Reproduce, word for word, everything in the records below from the line containing "Annotate all occurrences of white wall above." down to the line containing "[253,606,332,714]", including both of those lines.

• _Stored data_:

┌──

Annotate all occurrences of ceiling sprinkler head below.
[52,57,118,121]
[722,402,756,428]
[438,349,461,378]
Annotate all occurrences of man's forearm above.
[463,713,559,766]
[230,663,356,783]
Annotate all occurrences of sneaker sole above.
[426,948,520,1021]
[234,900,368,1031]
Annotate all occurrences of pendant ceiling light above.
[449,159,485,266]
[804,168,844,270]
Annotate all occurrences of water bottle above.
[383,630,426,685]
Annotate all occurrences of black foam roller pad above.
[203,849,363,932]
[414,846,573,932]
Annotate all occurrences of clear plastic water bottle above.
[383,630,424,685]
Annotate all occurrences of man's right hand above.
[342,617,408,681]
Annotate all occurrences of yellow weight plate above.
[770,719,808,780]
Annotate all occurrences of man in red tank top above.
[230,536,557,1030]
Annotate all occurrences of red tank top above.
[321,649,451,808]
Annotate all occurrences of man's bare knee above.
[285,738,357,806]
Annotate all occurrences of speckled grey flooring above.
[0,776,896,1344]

└──
┌──

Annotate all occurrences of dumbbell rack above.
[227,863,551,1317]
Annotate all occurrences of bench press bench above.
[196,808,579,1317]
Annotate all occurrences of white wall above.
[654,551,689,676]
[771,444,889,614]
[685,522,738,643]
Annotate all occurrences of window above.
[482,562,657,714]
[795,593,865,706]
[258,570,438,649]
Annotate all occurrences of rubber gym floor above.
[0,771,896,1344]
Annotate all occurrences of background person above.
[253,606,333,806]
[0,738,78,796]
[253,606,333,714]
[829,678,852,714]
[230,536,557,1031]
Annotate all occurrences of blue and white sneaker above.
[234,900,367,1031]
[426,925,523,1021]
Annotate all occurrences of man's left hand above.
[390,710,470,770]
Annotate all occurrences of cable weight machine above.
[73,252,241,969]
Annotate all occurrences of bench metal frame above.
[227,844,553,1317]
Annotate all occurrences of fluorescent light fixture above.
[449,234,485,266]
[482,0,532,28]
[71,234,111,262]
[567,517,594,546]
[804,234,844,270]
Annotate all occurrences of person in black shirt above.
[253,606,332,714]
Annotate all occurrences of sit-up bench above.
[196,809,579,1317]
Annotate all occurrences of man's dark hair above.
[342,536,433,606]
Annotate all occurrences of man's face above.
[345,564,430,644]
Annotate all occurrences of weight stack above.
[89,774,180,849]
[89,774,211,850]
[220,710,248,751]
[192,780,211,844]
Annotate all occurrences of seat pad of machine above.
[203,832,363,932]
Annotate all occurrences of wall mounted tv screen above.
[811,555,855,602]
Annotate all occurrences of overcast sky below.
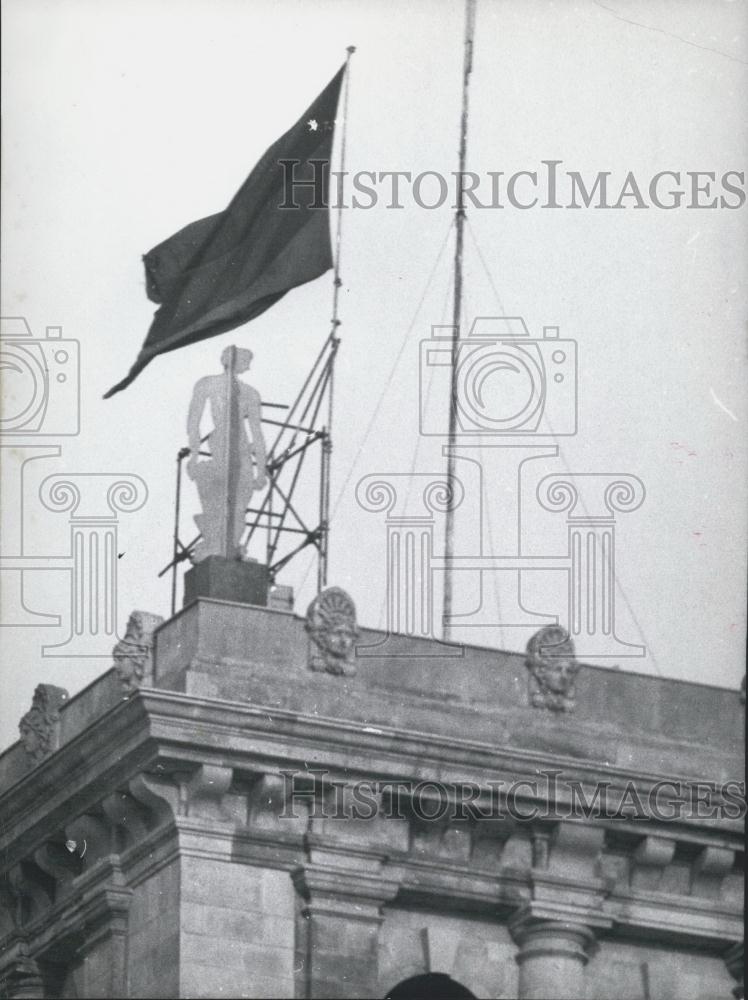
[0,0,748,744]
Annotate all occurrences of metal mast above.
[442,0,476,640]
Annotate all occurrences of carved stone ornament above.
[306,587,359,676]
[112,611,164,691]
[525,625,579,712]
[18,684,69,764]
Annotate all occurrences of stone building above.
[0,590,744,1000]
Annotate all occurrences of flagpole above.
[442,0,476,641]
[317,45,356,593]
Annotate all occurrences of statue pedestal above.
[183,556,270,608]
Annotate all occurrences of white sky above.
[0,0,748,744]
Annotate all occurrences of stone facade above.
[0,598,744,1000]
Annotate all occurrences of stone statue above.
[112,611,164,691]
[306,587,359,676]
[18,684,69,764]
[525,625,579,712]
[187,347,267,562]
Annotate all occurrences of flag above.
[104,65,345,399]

└──

• _ANSWER_:
Annotate all occurrences of white wall above.
[654,551,689,676]
[771,444,889,614]
[685,522,738,643]
Annotate all occurrences of window above.
[482,562,657,714]
[795,593,865,706]
[258,570,438,649]
Annotate all occurrences of rubber gym floor above.
[0,771,896,1344]
Annotate all occurrences of background person above.
[253,606,333,806]
[0,738,78,796]
[253,606,333,714]
[829,678,852,714]
[230,536,557,1031]
Annotate all occurrences of blue and white sneaker above.
[234,900,367,1031]
[426,925,523,1021]
Annotate all occurrences of man's left hand above.
[390,710,470,770]
Annotate all occurrences of cable weight machine above.
[73,252,241,969]
Annotate all occurrences of bench metal frame above.
[227,844,553,1317]
Annotate all occurrences of fluorescent light fixture above.
[449,234,485,266]
[482,0,532,28]
[71,234,111,262]
[567,517,594,546]
[804,234,844,270]
Annotate all occurrences of person in black shirt above.
[253,606,332,714]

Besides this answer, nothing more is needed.